▶ SOURCE EXTRACT
○ ○ ○ ○

Is it possible to get pedals with longer axles or is there something else that I need to adjust? BTW, I'm 188cm; my bike is a 58cm Specialized with 172.5mm Ultegra Cranks, and Look Keo pedals.

Ben Dore

Steve Hogg replies:

If you have moved your cleats as far to the inside of the shoe sole (meaning shoe as far from the crank as possible) and still cannot gain clearance, you have two basic options open to you.

1. Fit a 3mm-thick washer onto the pedal axle and then securely tighten (and recheck periodically for tightness) the pedals back onto the cranks. That will give you better clearance and use brass washers if you can find them as they are not as hard on your cranks as steel ones can be.

2. Try other pedals. The Look CX 6 model has pedal bodies that can be moved laterally on the pedal axle and are similar in basic concept to the Keos that you are using. If you do go with the CX 6s, you will need to raise your seat and bars about 6mm as they are a higher profile of cleat and pedal to your Keos.

Beer intervals

Dear Dr Kelby,

Earlier this summer, you provided sage advice for me, an aging racer seeking to "hold his own" on a cross-state ride held in late July. I carefully followed your plan and, modesty aside, I think I did alright vis-à-vis my younger companions. So valid were your suggestions that my success spilled onto my late-season race venues, culminating [sound of my own trumpet] in a solo victory in my state's criterium championship.

○ ○ ○ ○

▶ SUPPLIED MATERIAL
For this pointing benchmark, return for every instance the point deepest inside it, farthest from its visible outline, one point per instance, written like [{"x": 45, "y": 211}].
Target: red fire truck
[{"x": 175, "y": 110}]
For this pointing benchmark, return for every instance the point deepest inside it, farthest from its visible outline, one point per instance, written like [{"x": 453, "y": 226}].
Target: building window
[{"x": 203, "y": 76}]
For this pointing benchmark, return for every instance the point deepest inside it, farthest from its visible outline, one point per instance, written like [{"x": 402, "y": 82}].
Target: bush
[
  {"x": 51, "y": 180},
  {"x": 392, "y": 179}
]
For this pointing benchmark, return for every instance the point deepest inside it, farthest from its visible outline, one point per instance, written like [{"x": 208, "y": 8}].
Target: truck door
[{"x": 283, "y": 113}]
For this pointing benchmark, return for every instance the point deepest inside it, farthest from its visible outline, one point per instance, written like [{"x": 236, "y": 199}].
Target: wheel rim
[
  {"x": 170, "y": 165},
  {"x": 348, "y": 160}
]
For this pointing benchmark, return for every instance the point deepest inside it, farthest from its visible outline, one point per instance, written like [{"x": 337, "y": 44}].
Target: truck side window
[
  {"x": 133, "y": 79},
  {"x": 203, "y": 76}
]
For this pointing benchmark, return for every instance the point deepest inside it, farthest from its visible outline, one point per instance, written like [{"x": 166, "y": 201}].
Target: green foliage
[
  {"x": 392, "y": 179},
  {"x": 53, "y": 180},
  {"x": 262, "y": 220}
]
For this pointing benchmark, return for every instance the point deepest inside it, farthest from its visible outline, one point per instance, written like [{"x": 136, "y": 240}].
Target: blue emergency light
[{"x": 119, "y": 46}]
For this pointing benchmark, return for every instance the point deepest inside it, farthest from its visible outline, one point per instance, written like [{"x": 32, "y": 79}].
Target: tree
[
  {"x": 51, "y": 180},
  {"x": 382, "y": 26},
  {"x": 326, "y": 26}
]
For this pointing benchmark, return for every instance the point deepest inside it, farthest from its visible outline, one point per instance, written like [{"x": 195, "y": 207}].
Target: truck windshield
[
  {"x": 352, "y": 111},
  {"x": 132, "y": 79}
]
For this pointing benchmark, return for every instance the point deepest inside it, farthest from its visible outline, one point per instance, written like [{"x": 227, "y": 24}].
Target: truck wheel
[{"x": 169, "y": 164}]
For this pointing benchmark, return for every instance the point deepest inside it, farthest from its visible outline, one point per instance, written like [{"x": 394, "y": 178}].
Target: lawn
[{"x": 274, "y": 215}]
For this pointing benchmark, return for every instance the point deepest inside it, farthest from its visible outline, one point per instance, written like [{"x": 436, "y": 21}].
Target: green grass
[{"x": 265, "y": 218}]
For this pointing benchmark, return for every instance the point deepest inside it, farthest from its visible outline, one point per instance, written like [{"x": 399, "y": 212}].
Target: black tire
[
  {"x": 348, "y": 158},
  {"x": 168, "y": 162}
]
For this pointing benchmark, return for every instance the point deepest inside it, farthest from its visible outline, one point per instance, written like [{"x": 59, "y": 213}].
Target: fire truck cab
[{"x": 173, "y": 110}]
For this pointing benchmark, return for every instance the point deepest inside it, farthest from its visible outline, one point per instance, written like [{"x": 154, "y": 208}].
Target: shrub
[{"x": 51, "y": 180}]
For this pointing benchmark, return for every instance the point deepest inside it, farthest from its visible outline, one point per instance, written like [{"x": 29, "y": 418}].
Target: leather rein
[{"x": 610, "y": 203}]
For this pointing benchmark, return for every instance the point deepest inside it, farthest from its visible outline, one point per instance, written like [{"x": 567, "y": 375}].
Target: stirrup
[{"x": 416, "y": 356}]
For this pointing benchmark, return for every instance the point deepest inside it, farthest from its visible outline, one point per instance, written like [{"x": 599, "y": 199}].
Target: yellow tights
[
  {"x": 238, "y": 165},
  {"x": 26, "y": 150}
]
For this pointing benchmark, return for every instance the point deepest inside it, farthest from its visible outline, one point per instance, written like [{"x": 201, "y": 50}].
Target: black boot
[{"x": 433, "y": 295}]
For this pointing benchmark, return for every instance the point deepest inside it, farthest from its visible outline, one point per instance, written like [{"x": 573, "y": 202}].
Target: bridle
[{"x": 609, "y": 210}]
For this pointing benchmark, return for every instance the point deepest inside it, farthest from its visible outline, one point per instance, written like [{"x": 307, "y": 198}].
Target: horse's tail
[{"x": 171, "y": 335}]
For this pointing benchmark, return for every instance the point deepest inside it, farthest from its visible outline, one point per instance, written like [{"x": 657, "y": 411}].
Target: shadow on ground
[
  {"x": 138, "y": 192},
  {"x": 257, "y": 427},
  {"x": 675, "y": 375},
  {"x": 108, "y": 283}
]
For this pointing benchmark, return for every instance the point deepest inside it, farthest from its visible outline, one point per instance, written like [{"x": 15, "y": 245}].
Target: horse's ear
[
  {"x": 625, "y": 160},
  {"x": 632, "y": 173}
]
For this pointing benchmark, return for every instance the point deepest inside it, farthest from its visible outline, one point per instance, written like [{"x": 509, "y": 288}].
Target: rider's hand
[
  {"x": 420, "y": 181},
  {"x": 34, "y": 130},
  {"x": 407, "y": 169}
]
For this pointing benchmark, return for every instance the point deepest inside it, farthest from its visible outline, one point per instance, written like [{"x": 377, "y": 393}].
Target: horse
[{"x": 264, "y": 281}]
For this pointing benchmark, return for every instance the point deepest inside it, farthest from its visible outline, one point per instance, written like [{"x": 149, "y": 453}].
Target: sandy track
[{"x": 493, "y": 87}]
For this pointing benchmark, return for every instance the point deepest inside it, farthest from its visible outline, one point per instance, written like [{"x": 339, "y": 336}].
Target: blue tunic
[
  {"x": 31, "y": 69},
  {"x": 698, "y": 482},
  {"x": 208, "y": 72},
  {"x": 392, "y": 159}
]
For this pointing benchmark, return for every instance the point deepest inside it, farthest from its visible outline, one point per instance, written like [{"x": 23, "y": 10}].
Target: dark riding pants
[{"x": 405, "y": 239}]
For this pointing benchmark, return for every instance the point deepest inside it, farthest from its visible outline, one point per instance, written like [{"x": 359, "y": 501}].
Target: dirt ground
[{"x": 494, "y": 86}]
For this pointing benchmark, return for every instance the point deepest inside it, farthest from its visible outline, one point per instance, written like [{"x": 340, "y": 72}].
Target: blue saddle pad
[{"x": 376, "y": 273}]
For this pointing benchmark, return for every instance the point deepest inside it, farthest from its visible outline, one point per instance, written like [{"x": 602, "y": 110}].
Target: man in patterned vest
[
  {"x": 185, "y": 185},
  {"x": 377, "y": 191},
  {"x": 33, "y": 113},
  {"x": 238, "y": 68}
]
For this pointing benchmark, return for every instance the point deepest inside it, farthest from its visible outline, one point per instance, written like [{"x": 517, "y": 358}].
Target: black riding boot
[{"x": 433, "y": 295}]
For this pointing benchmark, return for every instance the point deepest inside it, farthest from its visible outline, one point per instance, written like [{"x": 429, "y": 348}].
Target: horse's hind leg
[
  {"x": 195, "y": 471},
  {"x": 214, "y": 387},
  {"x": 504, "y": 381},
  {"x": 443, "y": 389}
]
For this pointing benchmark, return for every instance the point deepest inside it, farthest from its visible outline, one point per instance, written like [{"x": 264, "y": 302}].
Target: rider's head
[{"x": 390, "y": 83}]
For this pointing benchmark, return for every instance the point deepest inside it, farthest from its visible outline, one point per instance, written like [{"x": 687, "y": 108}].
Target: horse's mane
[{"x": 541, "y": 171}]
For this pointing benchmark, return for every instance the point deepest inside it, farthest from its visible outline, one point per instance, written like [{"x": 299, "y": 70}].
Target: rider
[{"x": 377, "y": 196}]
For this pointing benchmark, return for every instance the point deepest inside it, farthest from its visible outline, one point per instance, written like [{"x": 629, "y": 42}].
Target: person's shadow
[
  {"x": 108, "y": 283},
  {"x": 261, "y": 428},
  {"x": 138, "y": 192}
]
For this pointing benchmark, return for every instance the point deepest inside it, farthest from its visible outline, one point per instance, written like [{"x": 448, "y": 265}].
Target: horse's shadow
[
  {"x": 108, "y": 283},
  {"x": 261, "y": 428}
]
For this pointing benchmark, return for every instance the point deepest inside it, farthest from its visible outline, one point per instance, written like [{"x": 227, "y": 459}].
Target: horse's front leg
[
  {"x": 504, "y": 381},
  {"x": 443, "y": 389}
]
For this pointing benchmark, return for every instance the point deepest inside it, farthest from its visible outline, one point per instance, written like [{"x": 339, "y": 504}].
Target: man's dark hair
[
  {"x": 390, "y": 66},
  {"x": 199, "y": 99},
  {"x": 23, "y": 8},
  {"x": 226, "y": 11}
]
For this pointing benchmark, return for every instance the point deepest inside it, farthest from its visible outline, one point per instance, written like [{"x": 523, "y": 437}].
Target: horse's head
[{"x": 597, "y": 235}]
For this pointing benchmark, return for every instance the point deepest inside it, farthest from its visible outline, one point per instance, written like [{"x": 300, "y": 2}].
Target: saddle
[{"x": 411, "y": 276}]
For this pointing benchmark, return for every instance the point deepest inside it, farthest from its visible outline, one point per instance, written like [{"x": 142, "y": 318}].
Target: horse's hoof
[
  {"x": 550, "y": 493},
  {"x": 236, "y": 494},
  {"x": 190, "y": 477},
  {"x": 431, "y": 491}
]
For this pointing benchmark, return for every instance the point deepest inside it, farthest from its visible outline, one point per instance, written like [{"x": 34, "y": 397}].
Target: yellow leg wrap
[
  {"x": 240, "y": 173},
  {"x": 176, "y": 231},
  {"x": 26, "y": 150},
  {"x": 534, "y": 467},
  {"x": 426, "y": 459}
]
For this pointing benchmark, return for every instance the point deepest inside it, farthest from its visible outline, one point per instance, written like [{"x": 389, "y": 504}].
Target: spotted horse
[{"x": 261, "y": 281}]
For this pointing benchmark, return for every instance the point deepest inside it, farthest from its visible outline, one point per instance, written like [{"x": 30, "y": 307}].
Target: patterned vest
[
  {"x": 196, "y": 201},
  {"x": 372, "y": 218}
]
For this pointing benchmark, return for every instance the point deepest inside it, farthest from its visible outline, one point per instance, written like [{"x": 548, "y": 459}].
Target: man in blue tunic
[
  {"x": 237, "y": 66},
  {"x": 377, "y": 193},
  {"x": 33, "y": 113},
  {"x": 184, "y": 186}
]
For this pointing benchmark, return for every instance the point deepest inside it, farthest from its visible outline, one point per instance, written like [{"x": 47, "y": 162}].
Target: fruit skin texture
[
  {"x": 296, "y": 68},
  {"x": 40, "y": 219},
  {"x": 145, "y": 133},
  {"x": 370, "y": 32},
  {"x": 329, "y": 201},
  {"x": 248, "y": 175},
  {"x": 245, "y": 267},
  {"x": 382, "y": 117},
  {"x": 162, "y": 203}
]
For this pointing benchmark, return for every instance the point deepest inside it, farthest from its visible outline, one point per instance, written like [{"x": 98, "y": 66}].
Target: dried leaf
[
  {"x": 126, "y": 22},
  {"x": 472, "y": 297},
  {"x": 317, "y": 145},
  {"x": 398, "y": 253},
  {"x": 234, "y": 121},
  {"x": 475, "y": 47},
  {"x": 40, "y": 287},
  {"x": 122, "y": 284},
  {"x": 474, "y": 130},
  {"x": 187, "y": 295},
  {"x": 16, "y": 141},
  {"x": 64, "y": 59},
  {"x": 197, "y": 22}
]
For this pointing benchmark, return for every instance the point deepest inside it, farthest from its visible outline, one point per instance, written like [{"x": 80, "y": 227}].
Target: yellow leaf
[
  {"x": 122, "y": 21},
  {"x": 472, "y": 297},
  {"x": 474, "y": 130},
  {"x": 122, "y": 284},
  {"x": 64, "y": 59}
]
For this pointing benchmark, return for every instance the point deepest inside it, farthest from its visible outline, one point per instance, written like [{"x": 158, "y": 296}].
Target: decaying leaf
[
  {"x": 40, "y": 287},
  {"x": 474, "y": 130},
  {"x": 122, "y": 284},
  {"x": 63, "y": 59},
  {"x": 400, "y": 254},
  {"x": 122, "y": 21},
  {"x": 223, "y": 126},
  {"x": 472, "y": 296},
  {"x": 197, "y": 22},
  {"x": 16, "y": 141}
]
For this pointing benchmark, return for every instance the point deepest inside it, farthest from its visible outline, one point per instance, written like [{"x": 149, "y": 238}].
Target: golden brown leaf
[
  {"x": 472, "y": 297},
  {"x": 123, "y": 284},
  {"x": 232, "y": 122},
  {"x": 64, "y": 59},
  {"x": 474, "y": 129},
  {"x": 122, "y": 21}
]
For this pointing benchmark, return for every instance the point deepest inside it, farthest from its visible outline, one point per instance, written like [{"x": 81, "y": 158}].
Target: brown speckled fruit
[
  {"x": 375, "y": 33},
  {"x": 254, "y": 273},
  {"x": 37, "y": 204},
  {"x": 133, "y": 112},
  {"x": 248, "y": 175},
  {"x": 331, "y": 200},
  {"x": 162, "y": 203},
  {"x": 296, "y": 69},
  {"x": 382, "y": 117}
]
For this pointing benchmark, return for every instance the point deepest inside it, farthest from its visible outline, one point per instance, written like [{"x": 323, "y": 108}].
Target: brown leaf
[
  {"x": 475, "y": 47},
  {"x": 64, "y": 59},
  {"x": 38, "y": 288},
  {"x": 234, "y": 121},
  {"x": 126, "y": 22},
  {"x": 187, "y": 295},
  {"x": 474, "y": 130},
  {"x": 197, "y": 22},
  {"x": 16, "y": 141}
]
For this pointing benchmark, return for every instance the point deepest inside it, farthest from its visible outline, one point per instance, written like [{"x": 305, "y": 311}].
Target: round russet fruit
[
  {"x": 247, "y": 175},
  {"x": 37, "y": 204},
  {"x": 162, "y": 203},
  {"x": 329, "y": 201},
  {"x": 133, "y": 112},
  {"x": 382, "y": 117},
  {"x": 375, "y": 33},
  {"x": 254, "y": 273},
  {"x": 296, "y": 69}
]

○ ○ ○ ○

▶ CHECK YOUR UNDERSTANDING
a - Based on the cycling advice extract, do the following statements agree with it? (i) The bike described in the letter has 172.5mm Ultegra cranks. (ii) Steel washers are preferred over brass ones for the pedal axle. (iii) Switching to the Look CX 6 pedals means lowering the seat and bars. For each statement, answer yes or no and quote the deciding words of the cycling advice extract exactly.
b - Write out the stretch of the cycling advice extract from "1. Fit a 3mm-thick" through "ones can be.", word for word.
c - Write what comes next in the cycling advice extract, picking up right after its final sentence.

▶ RESPONSES TO THE EXERCISE
a -
(i) Yes: "my bike is a 58cm Specialized with 172.5mm Ultegra Cranks"
(ii) No: "use brass washers if you can find them as they are not as hard on your cranks as steel ones can be"
(iii) No: "you will need to raise your seat and bars about 6mm"

b -
1. Fit a 3mm-thick washer onto the pedal axle and then securely tighten (and recheck periodically for tightness) the pedals back onto the cranks. That will give you better clearance and use brass washers if you can find them as they are not as hard on your cranks as steel ones can be.

c -
Unfortunately, you've opened Pandora's Box for me, and the pressure is building for next season. I've just completed an end-of-season wind down, and am preparing my winter and early spring schedule of weights, riding, and cyclo-cross, all of which have potential 'rehydration' components. Do you have any tips for me? [Please note: I do suffer, from time to time, temporary vision issues and wobbly knees. What am I doing wrong? Was I over-training, or not working hard enough?]

Grandpa Kim

Kelby Bethards replies:

You pose a question valid to all cyclists: maintenance of fitness through the winter. It is a problem for those of us that live in areas that have seasons…..

However, beer fitness poses a new challenge. It is entirely possibly to become too beer fit in the winter. Yes, I know, this seems impossible. But, just as extreme, cycling fitness brings a trim, lean and powerful physique. Beer fitness tends to have its own physiologic attributes. Those are somewhat opposite of a racing physique.

Strong drinkers will grow larger abdominal regions. Sometimes the courage center of the brain becomes hyper-developed. And, if the beerclist isn't coordinated enough, he/she may end up with an enlarged bicep muscle on the favored side. A beercep, of sorts.

"So what", you beer affectionados may say. Well, the big beer belly muscle may impede pedaling and cause you to ride bow legged. I know you can use the belly to 'bounce' your legs off of, but this will only work a while before it causes you to puke on your shoes. The overdeveloped courage may make you attempt things that you cannot do, such as wheelies (as I attempted to get Lance Armstrong to do on the said "tour", which he was not brave enough to attempt - not enough beer I guess). And, if you have an enlarged beercep muscle, you may find yourself sprinting in circles next spring. That'd be a bummer in a final sprint.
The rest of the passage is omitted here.